## What the exercise asks
Reproduce the entries. Each one must match the original exactly.

(Point-per-instance localization data)

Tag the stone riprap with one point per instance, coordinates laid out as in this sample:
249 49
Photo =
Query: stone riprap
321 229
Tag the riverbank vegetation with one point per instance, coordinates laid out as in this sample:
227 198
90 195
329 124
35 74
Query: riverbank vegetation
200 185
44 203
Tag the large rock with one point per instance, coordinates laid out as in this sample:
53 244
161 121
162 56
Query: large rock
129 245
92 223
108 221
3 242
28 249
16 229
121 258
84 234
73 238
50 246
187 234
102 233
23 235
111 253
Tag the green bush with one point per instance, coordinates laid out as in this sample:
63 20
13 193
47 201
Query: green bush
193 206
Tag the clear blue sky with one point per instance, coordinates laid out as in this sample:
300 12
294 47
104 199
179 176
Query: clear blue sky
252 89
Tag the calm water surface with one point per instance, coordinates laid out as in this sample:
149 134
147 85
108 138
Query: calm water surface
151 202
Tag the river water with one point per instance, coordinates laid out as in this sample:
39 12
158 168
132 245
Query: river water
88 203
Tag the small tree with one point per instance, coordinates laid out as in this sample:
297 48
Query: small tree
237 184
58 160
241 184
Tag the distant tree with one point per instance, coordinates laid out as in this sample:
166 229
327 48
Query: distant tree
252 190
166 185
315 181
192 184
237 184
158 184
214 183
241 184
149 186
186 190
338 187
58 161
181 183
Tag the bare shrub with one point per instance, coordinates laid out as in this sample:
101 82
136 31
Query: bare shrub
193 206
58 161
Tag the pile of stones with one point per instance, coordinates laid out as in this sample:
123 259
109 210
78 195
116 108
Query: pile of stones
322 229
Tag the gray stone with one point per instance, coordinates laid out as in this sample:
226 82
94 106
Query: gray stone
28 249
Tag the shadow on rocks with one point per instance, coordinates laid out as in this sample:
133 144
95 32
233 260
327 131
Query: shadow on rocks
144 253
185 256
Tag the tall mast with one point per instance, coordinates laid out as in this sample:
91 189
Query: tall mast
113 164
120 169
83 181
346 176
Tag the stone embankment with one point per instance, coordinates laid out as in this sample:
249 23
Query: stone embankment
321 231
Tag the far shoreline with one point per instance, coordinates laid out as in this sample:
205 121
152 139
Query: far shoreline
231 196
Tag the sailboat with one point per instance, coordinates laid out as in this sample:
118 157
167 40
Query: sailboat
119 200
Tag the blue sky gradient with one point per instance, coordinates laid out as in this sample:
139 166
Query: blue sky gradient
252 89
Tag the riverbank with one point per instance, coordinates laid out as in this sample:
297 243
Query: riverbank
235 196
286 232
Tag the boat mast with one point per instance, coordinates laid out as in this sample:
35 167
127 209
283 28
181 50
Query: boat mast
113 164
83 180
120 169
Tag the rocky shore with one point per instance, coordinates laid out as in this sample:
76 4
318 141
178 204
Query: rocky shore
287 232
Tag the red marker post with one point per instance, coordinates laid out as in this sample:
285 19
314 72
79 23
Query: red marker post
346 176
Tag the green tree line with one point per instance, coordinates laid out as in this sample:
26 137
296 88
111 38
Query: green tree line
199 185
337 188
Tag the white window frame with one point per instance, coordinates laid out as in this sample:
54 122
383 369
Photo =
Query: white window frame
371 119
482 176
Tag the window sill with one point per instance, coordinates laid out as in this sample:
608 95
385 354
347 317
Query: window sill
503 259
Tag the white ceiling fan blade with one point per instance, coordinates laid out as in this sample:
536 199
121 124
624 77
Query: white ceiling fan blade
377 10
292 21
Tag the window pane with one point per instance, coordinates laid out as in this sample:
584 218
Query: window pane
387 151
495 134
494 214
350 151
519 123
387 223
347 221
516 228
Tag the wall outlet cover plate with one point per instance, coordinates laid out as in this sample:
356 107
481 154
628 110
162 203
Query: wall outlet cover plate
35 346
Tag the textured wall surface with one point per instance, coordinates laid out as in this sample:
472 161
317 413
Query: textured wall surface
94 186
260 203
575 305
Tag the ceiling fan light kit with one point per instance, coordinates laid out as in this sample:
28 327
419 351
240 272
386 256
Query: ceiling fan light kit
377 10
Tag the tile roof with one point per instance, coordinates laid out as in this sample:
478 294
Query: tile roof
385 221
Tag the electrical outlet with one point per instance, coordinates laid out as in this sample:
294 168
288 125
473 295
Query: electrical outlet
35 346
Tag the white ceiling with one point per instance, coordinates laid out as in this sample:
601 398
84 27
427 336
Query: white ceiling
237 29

## Exercise response
Tag the stone riprap with one point per instance, coordinates laid out as in this sample:
249 49
Photo =
Query: stone riprap
321 229
Tag the riverbank vegetation with one point per instance, coordinates laid out as in this sample:
227 198
90 195
329 124
35 74
Query: riverbank vegetation
200 185
44 203
Tag the large rock with one point per instance, coordinates laid out as in this sample:
53 244
161 121
162 56
Query: large rock
129 245
92 223
108 221
3 242
28 249
16 229
121 258
84 234
73 238
50 246
187 234
102 233
23 235
111 253
Tag the green bush with one point per instance, coordinates laid out as in this sample:
63 20
13 193
47 201
Query: green bush
193 206
Tag the clear blue sky with one point per instance, coordinates laid out as in this sample:
300 12
294 47
104 199
179 176
Query: clear blue sky
252 89
Tag the calm water surface with one point per instance, coordinates laid out as in this sample:
149 134
147 85
108 138
Query: calm water surface
151 202
Tag the river water with one point per instance, coordinates laid out as in this sample:
39 12
158 168
132 245
Query: river water
88 203
Tag the small tree with one point per instance, coordinates laid out as in this sample:
297 48
Query: small tree
237 184
58 160
241 184
Tag the distant tree with one point per instance, coordinates laid out as in this sample:
166 229
327 48
Query: distant tree
252 190
166 185
315 181
192 184
237 184
158 184
214 183
241 184
149 186
186 190
338 187
58 161
181 183
Tag the bare shrub with one point per instance, coordinates laid out as in this sample:
101 82
136 31
Query: bare shrub
193 206
58 161
Tag the pile of stones with one point per instance, coordinates laid out as in this sample:
123 259
109 210
78 195
116 108
Query: pile of stones
322 229
Tag the gray stone with one point per instance, coordinates laid out as in this sample:
226 82
94 106
Query: gray stone
28 249
Tag the shadow on rocks with one point per instance, coordinates laid out as in this sample:
133 144
95 32
233 260
327 131
Query: shadow on rocks
144 253
185 256
Tag the tall mast with one point per instance, coordinates laid out as in this sample:
91 189
Query: tall mast
113 164
120 169
83 181
346 176
Tag the stone embankment with one point per instance, coordinates laid out as in this sample:
249 23
Query: stone embankment
321 231
Tag the far shoreline with one point per instance, coordinates laid out as in this sample:
205 121
152 139
Query: far shoreline
231 196
Tag the sailboat with one point per instance, coordinates laid out as in this sample:
118 157
167 40
Query: sailboat
119 200
Tag the blue sky gradient with one point per instance, coordinates laid out as in this sample:
139 166
Query: blue sky gradient
252 89
Tag the riverbank with one point per instance, coordinates laid out as in this sample:
297 243
Query: riverbank
235 196
286 232
Tag the boat mast with one point per instance, coordinates laid out as in this sample:
35 167
127 209
283 28
181 50
Query: boat mast
113 164
83 180
120 169
Tag the rocky shore with one point per instance, coordinates laid out as in this sample:
76 4
318 141
178 204
Query: rocky shore
287 232
Tag the red marker post with one point per instance, coordinates laid out as in this sample:
285 19
314 72
79 23
Query: red marker post
346 176
Tag the green tree line with one point per instance, coordinates laid out as in this sample:
26 137
296 88
111 38
Query: green tree line
199 185
337 188
Tag the white window frame with one point per instance, coordinates laid out as in this sample:
54 122
383 369
Photo =
Query: white window frame
371 119
482 176
Tag the window sill with one point per instance, coordinates laid out as in this sample:
608 95
385 354
347 317
Query: window sill
503 259
Tag the white ceiling fan blade with one point per instance, coordinates laid out as in this sample:
536 199
121 124
624 77
Query: white ceiling fan blade
377 10
292 21
Tag the window pane with one point per instance, coordinates laid out as in this sample:
584 218
Query: window pane
387 151
495 134
494 214
350 151
519 123
387 223
347 221
516 228
Tag the wall outlet cover plate with one point per instance, coordinates laid out as in this sample:
356 107
481 154
628 110
162 203
Query: wall outlet cover plate
35 346
Tag the textured wall surface with one point per instance, coordinates laid out as in this sample:
472 161
317 413
Query: textured wall surface
94 186
260 203
575 305
Tag the ceiling fan light kit with one point per instance, coordinates laid out as in this sample:
28 327
419 351
240 272
386 256
Query: ceiling fan light kit
377 10
Tag the tile roof with one point per instance, coordinates laid out as in this sample:
478 294
Query: tile roof
385 221
Tag the electrical outlet with one point per instance, coordinates laid out as in this sample:
294 168
288 125
473 295
Query: electrical outlet
35 346
Tag the white ceiling with one point per instance, coordinates laid out as in this sample:
601 398
84 27
427 336
Query: white ceiling
237 29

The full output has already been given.